TASK DETAILS:
Print the lines below exactly, beginning with the one that contains "Query: shrub" and stopping after the last line.

LISTED RECORDS Block Start

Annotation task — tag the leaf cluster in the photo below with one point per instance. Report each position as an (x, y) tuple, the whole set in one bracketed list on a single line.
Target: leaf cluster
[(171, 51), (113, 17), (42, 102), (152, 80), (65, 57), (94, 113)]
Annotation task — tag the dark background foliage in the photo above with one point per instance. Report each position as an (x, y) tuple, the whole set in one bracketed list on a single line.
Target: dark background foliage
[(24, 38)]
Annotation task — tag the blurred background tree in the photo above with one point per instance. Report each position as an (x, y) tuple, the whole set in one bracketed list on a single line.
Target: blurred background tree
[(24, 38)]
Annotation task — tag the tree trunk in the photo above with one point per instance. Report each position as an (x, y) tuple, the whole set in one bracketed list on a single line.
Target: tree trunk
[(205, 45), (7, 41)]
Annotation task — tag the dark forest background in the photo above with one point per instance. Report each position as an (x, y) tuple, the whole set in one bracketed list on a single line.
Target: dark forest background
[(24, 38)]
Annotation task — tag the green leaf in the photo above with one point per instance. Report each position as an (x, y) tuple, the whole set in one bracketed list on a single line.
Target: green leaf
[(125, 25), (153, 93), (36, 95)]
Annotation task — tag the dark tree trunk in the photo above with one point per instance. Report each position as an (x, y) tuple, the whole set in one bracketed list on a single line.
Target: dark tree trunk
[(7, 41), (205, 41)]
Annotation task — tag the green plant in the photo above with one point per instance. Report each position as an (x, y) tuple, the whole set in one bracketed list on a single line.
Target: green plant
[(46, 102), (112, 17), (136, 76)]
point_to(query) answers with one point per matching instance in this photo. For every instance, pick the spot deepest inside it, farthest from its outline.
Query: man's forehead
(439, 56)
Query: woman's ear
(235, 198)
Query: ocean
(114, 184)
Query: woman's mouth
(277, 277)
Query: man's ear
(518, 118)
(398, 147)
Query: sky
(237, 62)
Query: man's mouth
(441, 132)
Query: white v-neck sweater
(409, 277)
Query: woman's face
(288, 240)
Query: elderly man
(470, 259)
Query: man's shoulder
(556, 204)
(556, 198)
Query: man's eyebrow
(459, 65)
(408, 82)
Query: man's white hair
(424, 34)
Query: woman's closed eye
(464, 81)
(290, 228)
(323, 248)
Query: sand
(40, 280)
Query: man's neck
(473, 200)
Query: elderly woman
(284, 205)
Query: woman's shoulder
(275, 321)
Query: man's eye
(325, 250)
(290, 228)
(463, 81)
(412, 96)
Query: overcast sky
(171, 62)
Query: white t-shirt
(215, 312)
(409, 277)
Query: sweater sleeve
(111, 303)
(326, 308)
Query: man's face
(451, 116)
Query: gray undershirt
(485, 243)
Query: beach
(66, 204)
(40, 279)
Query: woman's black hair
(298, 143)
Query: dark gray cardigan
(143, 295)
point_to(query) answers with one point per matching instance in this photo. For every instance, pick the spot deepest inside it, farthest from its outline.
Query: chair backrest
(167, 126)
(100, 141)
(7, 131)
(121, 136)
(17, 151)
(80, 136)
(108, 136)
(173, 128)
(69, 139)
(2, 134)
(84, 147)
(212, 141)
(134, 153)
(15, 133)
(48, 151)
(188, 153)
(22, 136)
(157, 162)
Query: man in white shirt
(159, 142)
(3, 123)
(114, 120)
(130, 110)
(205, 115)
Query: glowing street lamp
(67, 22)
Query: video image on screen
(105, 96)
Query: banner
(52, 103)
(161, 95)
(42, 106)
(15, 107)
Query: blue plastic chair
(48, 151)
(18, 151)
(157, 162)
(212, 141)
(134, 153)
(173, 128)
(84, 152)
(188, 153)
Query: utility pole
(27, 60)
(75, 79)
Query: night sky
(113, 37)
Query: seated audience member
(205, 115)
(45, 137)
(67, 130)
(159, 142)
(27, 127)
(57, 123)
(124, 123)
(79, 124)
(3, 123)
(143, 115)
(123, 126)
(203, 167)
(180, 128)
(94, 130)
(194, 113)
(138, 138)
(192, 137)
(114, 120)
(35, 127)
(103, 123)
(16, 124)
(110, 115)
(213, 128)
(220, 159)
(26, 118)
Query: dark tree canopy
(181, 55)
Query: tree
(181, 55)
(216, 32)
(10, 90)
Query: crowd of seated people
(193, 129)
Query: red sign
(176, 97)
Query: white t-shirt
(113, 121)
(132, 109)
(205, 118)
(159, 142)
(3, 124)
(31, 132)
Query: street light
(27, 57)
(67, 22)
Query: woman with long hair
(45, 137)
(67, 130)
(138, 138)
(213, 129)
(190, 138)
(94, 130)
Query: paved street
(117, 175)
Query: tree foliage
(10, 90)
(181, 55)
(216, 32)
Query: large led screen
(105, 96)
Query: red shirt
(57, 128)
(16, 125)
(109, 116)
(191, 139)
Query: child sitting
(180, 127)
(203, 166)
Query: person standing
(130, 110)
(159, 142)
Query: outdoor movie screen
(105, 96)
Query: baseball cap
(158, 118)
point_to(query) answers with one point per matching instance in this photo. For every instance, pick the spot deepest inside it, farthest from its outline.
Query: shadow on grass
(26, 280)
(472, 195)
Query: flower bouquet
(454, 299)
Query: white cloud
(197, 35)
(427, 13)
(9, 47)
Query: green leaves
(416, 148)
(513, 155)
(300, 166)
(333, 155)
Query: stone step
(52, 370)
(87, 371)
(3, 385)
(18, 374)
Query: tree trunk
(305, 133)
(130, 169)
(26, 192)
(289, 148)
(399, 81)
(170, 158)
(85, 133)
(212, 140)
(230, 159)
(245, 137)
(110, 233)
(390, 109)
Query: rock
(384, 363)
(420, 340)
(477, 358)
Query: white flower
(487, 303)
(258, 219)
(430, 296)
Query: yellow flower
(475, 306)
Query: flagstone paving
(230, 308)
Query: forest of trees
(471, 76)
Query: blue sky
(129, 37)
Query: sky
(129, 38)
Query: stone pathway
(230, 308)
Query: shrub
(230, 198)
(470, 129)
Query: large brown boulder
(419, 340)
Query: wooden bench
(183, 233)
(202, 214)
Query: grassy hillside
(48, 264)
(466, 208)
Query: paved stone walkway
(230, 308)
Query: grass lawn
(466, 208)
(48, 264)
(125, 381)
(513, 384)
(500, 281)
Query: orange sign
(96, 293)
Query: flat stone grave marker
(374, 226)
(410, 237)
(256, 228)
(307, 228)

LISTED RECORDS Block End

ANSWER TO THE PROBLEM:
Query: shrub
(230, 198)
(470, 129)
Query: large brown boulder
(419, 340)
Query: wooden bench
(183, 233)
(202, 214)
Query: grassy hillside
(48, 264)
(466, 208)
Query: paved stone walkway
(230, 308)
Query: grass lawn
(466, 208)
(48, 264)
(125, 381)
(513, 384)
(500, 281)
Query: orange sign
(96, 293)
Query: flat stone grave marker
(374, 226)
(410, 237)
(256, 228)
(307, 228)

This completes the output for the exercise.